## BEGIN LISTED RECORDS
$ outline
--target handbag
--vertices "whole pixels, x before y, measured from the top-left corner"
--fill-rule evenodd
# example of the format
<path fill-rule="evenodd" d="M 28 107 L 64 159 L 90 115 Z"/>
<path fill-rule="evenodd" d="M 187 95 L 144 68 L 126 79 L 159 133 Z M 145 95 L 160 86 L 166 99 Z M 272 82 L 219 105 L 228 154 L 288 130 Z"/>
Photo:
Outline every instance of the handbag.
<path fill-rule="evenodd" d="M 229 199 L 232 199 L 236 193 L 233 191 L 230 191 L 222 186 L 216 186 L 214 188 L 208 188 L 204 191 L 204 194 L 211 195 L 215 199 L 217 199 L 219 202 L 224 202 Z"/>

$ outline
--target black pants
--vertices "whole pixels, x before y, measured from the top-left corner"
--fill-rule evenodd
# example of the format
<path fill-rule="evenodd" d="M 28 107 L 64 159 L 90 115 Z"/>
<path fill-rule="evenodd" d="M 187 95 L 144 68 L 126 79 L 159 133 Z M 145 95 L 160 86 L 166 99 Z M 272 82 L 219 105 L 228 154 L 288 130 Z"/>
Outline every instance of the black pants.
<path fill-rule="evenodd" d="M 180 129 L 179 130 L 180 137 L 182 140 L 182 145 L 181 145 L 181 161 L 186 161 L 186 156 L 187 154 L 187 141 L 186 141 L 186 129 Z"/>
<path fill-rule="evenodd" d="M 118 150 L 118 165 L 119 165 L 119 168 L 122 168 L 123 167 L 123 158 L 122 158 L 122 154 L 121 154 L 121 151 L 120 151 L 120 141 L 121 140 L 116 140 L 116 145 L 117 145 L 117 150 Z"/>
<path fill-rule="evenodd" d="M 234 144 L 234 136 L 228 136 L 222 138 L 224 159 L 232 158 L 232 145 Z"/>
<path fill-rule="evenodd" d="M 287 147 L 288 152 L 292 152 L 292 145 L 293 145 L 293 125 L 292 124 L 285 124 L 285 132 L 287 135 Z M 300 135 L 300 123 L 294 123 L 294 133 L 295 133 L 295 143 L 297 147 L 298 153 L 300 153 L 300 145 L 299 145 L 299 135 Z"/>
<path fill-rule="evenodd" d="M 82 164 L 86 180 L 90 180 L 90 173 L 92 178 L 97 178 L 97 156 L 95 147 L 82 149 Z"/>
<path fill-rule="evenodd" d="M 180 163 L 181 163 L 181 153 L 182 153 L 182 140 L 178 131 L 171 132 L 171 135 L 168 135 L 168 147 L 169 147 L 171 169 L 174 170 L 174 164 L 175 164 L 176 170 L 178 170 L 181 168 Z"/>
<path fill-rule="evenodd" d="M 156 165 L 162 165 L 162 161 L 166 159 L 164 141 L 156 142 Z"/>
## END LISTED RECORDS
Copy the items again from their first line through the line that contains "229 199 L 232", requests included. Add 141 to every coordinate in the answer outlines, and leave the format samples unchanged.

IN RESPONSE:
$ outline
--target handbag
--vertices "whole pixels, x before y, measured from the top-left corner"
--fill-rule evenodd
# example of the format
<path fill-rule="evenodd" d="M 28 107 L 64 159 L 90 115 Z"/>
<path fill-rule="evenodd" d="M 187 95 L 144 68 L 126 79 L 159 133 Z M 145 95 L 160 86 L 166 99 Z M 272 82 L 219 105 L 228 154 L 288 130 Z"/>
Photo:
Outline every instance of the handbag.
<path fill-rule="evenodd" d="M 370 340 L 373 340 L 377 334 L 374 332 L 371 332 L 363 327 L 357 327 L 355 329 L 349 329 L 345 332 L 345 335 L 352 336 L 356 340 L 358 340 L 360 343 L 365 343 Z"/>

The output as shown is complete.